EXERCISE DESCRIPTION:
In the passage on teaching accessibility, through what source are the documentaries that Amy Ko's students watch available?

SOURCE:
○ ○ ○ ○ ○

Many learners have limited direct experience with people with disabilities, and those that do tend to draw on disabled relatives and friends. We have seen how accessibility educators engage in a range of teaching activities to raise awareness and understanding of disability. These include bringing in expert users and guest lecturers to share their lived experiences or demonstrate their use of technologies, using videos, personas and simulation, and where applicable, educators and learners themselves drawing on their own experiences.
Whatever approaches may be employed, educators risk promoting some disabilities over others. These decisions can reinforce learner assumptions and societal stereotypes, marginalise some disabled communities, and present learners with incomplete and bias perspectives when designing and developing accessible solutions.
As learners develop more nuanced understandings of disabilities and come to recognise diversity, they engage more critically and reflexively in developing the technical knowledge and skills to implement accessibility effectively. Amy Ko described how her students react to watching a wide range of documentaries available through Access Computing:
“They suddenly realised that there’s just this incredible diversity of abilities in the world and that they can’t really make any assumptions about that, they just have to anticipate a broad spectrum of abilities and make sure there are many ways of using something and do the work to make those many ways all just as good as all the other ways. So usually, it’s kind of through by overwhelming them with the diversity of people’s experiences and abilities and lives. Once they’re overwhelmed, I feel like I’m successful. When they say things like ‘what do I do?!’ then I know that I’ve gotten that that level of empathy into them because they suddenly have this hopelessness. And then I can say, ‘well, there are some methods and here’s some tools and here’s some guidelines.”
Amy Ko, Professor, University of Washington, Seattle, USA
Approaches to recognising diversity may require educators addressing specific disabilities and impairments and how they align with specific assistive technologies and accessibility solutions, while recognising the scope and nuances of the wider disabled community.
“In the oral exam, I choose TV, mobile phones, computer games, many, many different technologies where they have to reflect in the exam about the needs of the users and come up with something they have learnt in the course. So, I think this is really driving them in a way so that they have to think about different disabilities, not only about blind people… If you have people in the group, in the cohort, but if you do this in an oral way, you also can confront them with other disabilities. And then it will be really interesting. Some students learn specifically for this, so they know then which types of disabilities they can talk about. And only in the second step, they reflect. So, they have at least learnt which groups I’m covering and what are the specific needs and what multiple handicaps there are. So that they at least have a bigger overview than just referring to a particular technology or particular issue.”

○ ○ ○ ○ ○

LISTED RECORDS:
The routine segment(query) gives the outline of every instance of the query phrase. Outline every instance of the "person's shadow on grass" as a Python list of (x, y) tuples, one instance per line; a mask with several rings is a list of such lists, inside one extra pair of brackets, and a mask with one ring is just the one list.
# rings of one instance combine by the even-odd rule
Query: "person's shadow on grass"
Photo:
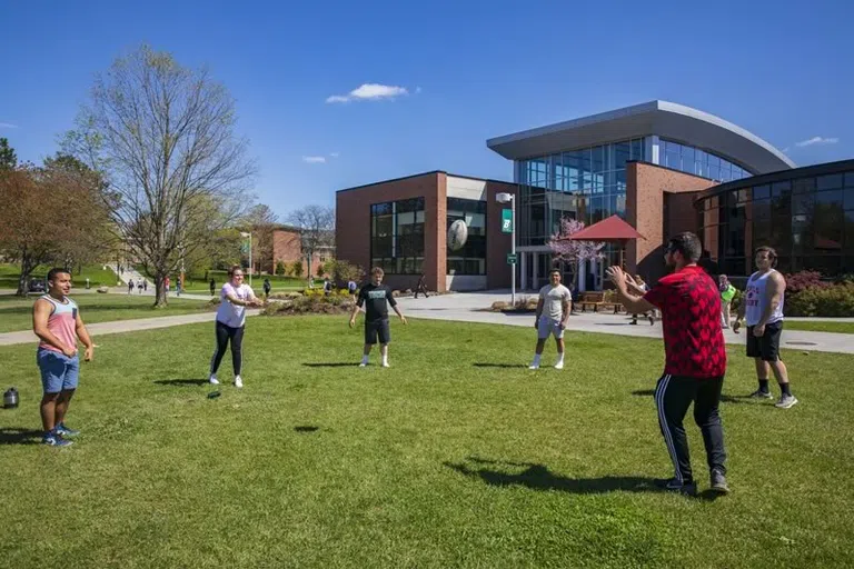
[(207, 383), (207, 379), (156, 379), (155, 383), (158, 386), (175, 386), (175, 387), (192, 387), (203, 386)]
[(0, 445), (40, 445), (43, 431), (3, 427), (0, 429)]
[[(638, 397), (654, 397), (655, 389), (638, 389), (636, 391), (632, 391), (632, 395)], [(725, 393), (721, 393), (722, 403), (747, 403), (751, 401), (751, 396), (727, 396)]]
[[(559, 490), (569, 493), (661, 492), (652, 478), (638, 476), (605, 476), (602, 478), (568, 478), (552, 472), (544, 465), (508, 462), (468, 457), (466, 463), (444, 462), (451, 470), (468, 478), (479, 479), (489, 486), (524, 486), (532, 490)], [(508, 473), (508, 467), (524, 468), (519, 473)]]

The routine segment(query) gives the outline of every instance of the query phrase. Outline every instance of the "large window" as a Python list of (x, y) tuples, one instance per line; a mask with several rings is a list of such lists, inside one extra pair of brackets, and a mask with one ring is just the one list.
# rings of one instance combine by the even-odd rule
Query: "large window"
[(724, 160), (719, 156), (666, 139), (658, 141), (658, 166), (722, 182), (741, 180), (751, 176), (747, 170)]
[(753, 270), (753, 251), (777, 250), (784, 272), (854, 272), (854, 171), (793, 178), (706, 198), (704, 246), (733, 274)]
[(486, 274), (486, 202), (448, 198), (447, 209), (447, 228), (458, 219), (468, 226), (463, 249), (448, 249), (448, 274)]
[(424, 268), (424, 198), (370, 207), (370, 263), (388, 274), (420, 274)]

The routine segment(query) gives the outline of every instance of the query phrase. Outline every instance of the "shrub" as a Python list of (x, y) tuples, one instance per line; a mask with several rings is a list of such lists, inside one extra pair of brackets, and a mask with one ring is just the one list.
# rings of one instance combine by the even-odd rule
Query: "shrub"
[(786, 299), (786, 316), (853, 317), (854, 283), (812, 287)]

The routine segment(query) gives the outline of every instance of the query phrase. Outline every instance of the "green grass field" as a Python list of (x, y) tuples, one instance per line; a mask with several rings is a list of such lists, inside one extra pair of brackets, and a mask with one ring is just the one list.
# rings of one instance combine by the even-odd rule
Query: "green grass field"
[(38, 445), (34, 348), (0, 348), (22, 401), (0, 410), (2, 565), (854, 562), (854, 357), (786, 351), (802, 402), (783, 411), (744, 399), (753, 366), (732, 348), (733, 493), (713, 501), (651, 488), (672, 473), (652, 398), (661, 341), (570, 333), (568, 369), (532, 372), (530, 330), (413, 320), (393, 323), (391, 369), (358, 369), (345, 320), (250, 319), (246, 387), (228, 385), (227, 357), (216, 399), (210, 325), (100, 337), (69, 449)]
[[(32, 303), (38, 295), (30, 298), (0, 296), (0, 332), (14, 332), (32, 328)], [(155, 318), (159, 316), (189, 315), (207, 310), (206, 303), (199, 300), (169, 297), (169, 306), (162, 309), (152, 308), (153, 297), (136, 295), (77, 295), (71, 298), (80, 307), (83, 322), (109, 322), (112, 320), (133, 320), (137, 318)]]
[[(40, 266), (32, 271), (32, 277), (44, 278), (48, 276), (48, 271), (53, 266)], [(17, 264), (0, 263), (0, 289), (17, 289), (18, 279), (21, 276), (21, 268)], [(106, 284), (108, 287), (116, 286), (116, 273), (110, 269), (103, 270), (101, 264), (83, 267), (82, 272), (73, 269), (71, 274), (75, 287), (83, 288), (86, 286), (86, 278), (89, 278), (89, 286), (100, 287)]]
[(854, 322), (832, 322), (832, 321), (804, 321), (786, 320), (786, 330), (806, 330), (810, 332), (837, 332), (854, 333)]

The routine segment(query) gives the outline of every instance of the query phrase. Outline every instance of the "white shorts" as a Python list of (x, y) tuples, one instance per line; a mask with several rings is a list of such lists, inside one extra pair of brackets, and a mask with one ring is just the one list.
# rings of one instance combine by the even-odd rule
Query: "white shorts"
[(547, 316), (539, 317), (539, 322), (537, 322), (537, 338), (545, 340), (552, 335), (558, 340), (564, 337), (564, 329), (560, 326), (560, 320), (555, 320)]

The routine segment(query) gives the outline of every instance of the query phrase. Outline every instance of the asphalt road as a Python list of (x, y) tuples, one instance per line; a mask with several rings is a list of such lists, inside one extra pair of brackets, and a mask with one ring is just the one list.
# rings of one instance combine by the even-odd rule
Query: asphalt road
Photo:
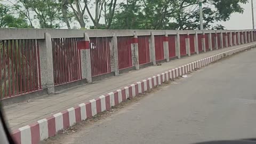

○ ○ ○ ○ ○

RESPONSE FOR THIS EXERCISE:
Access Computing